━━━ Record set ━━━
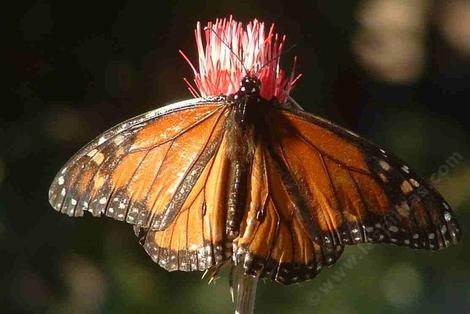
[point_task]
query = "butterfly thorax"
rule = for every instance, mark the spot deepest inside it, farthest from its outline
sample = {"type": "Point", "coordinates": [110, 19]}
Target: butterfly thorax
{"type": "Point", "coordinates": [245, 120]}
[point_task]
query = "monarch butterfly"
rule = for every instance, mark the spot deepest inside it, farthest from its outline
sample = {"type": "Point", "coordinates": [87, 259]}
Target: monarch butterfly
{"type": "Point", "coordinates": [241, 174]}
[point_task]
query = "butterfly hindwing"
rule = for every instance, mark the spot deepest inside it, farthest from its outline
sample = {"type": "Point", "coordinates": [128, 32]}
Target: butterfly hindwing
{"type": "Point", "coordinates": [278, 238]}
{"type": "Point", "coordinates": [358, 192]}
{"type": "Point", "coordinates": [195, 240]}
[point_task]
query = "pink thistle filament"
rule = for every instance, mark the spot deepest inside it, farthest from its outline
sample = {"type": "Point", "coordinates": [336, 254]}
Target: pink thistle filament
━━━
# Task objective:
Every line of the data above is to be set down exactly; the pictures are not.

# Answer below:
[point_task]
query = "butterfly thorax"
rule = for every instance, mark the spot deepest inside it, farthest from its outline
sample = {"type": "Point", "coordinates": [110, 19]}
Target: butterfly thorax
{"type": "Point", "coordinates": [245, 120]}
[point_task]
query = "monarch butterfly"
rule = for every instance, mark the spot deepest inside it, farthest from its outline
sample = {"type": "Point", "coordinates": [87, 259]}
Target: monarch butterfly
{"type": "Point", "coordinates": [241, 174]}
[point_task]
query = "butterfly hindwing"
rule = for every instance, mark the spot deepest inside it, farthest from its outline
sample = {"type": "Point", "coordinates": [128, 32]}
Target: butterfly hindwing
{"type": "Point", "coordinates": [278, 238]}
{"type": "Point", "coordinates": [358, 192]}
{"type": "Point", "coordinates": [195, 240]}
[point_task]
query = "pink thistle filament"
rule = for every instance, mark the spot deepest inside it, farthest from its outline
sample = {"type": "Point", "coordinates": [336, 254]}
Target: pink thistle filament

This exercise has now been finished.